SUPPLIED PASSAGE:
[Start of Attachment]
Improving Protein-Ligand Binding Prediction via Vision Transformer and Image-Based Learning
Akira TAKE *, Masakzu SEKIJIMA
Institute of Science Tokyo
Purpose
Improving the efficiency of compound discovery in new drug research and development is an essential challenge for reducing costs and time. In structure-based drug discovery [1], docking simulations are often used prior to wet experiments, but there is a problem with low prediction accuracy, and improvements in accuracy are sought. To address this challenge, AI is expected to contribute to improving the accuracy and reducing the subjectivity of compound discovery. This study aims to replace the experience and intuition of medicinal chemists by using vision transformers to learn from a large number of docking simulation results, with the goal of improving the accuracy of docking simulations.
[End of Attachment]
DATA RECORDS:
[Start of Attachment]
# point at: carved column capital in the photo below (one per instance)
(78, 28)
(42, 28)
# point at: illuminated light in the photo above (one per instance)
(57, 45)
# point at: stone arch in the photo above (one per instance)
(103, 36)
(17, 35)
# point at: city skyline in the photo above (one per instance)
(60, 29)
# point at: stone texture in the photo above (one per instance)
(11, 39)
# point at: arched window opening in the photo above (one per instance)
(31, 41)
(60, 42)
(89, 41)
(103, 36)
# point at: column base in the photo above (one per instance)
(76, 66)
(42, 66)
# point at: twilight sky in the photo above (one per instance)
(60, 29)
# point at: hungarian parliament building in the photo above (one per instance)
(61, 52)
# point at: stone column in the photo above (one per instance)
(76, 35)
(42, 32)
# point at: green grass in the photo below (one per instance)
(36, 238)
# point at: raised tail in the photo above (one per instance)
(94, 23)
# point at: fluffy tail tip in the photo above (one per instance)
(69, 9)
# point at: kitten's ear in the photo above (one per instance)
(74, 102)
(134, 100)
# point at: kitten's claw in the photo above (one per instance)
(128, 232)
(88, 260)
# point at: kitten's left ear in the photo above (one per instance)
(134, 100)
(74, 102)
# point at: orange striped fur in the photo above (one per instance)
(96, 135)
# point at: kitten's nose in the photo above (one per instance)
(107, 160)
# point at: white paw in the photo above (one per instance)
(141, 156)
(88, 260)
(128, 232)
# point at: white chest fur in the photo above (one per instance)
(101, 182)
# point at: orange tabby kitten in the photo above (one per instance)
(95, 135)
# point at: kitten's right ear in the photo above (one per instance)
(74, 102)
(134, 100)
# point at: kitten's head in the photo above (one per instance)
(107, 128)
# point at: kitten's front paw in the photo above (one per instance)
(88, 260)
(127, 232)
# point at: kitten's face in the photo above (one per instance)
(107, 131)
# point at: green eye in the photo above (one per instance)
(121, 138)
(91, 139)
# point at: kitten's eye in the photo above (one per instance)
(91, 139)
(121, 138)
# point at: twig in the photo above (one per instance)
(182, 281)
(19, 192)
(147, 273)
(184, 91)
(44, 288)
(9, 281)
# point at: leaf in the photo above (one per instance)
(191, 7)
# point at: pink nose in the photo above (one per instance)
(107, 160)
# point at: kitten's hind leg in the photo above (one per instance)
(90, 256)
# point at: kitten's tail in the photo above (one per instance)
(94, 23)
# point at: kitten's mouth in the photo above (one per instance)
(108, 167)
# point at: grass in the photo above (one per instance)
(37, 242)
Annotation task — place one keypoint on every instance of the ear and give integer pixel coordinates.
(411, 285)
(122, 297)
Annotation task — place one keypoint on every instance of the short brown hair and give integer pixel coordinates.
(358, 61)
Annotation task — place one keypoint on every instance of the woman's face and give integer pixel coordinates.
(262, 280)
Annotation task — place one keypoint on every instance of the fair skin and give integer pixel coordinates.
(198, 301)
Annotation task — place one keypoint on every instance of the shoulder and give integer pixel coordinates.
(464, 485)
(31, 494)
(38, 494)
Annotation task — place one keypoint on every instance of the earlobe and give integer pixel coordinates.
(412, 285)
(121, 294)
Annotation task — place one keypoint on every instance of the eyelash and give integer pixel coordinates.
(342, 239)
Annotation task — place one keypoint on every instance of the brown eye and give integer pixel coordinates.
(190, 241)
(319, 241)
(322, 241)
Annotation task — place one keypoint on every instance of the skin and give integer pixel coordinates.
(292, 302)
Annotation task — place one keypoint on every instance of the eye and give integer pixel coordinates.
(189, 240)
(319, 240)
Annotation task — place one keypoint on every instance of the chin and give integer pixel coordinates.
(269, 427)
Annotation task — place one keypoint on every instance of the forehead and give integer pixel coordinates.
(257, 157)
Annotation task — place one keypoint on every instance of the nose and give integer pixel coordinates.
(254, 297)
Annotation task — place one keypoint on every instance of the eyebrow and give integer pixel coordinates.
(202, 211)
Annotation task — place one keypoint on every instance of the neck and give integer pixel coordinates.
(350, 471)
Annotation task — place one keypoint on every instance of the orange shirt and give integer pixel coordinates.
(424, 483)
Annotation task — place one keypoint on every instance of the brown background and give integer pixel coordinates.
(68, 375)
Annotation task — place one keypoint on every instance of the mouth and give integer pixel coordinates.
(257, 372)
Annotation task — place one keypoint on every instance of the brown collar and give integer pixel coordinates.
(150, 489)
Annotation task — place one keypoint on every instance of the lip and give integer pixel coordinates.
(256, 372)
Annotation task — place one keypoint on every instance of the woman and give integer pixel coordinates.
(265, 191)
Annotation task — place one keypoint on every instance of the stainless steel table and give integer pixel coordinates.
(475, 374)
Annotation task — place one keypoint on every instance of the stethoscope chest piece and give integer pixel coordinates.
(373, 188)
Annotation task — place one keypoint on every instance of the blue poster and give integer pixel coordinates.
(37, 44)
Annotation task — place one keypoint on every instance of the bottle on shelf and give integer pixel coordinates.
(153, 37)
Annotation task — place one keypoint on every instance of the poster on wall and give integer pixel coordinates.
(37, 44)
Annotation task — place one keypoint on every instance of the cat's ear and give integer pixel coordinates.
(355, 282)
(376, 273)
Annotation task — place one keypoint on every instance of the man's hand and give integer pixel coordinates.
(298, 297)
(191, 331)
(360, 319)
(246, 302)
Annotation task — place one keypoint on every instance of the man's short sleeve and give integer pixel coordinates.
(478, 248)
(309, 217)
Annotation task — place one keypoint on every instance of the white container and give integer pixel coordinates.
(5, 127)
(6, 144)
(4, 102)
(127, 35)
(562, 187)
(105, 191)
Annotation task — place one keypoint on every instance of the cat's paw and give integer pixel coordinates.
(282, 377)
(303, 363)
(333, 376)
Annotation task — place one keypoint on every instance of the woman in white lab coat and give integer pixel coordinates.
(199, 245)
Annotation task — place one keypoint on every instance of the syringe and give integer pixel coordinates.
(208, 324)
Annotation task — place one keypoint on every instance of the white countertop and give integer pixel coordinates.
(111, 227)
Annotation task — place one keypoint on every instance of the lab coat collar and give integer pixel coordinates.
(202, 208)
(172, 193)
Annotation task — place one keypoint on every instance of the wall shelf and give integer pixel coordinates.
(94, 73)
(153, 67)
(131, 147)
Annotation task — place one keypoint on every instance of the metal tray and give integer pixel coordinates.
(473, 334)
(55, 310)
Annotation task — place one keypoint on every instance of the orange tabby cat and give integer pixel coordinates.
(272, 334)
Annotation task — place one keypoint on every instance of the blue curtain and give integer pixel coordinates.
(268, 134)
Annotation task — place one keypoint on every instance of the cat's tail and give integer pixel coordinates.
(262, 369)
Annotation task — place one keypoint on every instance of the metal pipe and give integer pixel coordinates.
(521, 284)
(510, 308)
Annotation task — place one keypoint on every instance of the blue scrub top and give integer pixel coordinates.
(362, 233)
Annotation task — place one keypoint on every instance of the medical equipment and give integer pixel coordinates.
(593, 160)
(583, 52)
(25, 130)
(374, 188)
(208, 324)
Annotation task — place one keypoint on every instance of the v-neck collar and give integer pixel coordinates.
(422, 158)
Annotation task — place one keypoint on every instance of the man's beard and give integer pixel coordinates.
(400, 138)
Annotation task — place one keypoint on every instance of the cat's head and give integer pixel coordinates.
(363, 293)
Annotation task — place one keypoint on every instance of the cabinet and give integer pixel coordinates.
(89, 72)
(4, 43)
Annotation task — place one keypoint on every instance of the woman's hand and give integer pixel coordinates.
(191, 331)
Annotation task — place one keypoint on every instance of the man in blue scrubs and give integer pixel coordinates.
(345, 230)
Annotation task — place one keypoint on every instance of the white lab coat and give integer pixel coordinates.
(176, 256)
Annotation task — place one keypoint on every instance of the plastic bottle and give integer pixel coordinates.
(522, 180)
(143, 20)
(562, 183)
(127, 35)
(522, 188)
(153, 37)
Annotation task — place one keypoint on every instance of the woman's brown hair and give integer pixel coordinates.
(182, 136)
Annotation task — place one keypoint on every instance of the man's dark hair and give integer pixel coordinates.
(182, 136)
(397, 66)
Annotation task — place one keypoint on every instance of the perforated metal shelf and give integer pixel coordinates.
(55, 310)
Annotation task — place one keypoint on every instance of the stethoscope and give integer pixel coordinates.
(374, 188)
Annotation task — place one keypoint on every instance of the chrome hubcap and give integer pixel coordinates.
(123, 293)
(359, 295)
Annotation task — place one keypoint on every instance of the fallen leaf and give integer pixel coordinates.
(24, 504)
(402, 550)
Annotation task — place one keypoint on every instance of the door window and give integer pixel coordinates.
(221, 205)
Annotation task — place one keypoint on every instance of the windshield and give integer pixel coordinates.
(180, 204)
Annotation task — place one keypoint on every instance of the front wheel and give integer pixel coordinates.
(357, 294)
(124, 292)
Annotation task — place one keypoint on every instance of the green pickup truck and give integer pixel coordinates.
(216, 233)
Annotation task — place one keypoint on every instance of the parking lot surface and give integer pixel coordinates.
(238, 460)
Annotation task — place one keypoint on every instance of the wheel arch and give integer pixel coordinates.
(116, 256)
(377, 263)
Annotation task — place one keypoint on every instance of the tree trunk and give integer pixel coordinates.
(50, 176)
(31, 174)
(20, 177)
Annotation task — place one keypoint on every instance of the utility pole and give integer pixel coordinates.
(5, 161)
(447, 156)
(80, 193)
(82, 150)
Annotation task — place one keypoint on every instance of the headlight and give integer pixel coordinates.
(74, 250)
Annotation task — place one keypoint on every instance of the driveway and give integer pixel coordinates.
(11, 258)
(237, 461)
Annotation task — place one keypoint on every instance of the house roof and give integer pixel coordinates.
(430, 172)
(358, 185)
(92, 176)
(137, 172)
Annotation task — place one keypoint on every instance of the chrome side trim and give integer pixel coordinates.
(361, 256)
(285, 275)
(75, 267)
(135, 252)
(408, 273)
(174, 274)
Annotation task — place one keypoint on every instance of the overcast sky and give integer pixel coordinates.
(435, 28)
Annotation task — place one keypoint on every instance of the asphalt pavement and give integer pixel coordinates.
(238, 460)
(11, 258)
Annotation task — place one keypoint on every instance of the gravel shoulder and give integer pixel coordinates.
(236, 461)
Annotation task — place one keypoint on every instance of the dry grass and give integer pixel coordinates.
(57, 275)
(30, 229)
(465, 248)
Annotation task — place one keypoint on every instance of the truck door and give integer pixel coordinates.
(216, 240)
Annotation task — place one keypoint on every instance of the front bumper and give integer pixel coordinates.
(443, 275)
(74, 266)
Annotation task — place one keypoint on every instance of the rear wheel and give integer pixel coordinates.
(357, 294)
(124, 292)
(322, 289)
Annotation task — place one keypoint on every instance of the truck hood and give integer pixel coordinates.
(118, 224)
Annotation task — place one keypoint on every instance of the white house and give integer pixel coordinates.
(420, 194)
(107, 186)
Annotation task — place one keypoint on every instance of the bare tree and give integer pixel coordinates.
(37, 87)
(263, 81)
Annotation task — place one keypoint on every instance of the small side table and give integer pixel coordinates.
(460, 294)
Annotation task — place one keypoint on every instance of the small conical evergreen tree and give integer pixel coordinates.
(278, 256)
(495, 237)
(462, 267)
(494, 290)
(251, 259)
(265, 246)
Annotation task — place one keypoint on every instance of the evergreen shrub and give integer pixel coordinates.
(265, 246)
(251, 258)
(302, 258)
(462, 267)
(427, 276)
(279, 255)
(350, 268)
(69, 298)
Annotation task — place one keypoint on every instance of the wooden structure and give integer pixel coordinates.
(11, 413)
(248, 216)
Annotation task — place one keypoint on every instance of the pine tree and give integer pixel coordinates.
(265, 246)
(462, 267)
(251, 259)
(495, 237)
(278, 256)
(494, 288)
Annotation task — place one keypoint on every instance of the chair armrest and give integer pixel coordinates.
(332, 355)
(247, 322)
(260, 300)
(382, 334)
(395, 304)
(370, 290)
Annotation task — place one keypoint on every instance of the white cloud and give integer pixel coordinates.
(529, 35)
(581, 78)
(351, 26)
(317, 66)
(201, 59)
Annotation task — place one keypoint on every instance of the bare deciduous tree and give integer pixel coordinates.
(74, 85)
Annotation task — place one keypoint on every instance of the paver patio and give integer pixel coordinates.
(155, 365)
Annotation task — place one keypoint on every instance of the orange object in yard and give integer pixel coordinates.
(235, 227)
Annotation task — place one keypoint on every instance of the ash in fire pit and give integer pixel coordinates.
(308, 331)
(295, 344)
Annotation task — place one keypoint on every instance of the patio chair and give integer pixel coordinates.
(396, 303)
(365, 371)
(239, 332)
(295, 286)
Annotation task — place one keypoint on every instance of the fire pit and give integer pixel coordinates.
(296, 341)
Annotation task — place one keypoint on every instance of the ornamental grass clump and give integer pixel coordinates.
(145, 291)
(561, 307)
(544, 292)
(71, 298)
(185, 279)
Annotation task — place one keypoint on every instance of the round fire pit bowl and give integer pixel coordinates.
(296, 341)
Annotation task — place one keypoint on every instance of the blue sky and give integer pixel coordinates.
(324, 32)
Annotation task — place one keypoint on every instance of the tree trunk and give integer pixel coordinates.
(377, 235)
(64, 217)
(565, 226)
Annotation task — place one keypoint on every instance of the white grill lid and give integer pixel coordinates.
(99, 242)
[End of Attachment]
QUESTIONS TO ANSWER:
1. Translate this sentence from the protein-ligand binding abstract into Spanish: "Improving the efficiency of compound discovery in new drug research and development is an essential challenge for reducing costs and time."
2. According to the protein-ligand binding abstract, what problem do docking simulations have?
3. Continue the protein-ligand binding abstract from its last sentence.
The entries have no connection to the protein-ligand binding abstract.

EXPECTED RESULTS:
1. Mejorar la eficiencia del descubrimiento de compuestos en la investigación y el desarrollo de nuevos fármacos es un desafío esencial para reducir costos y tiempo.

2. Low prediction accuracy.

3.
Method
In this study, we represented the three-dimensional structure of protein-ligand complexes as images and used a Vision Transformer (ViT) model with these images as input to predict binding. Structural data was obtained from public databases such as PDB, and pocket regions around ligands were extracted before rendering the three-dimensional structures as two-dimensional images from multiple viewpoints. The images were color-coded to represent atom types and physicochemical properties of residues, and output at 224×224 pixels suitable for ViT input. For training, we used a ViT model pre-trained on ImageNet-1k and evaluated both shallow fine-tuning, which updates only the classification layer, and deep fine-tuning, which updates up to the Transformer encoder layer. Weighted cross-entropy was used as the loss function, and Adam was adopted for optimization. The training data was divided by stratified extraction of datasets labeled as bound/unbound and model saving was used to prevent overfitting. Evaluation metrics such as AUC were used to verify the effectiveness of ViT compared to docking-score-based baseline.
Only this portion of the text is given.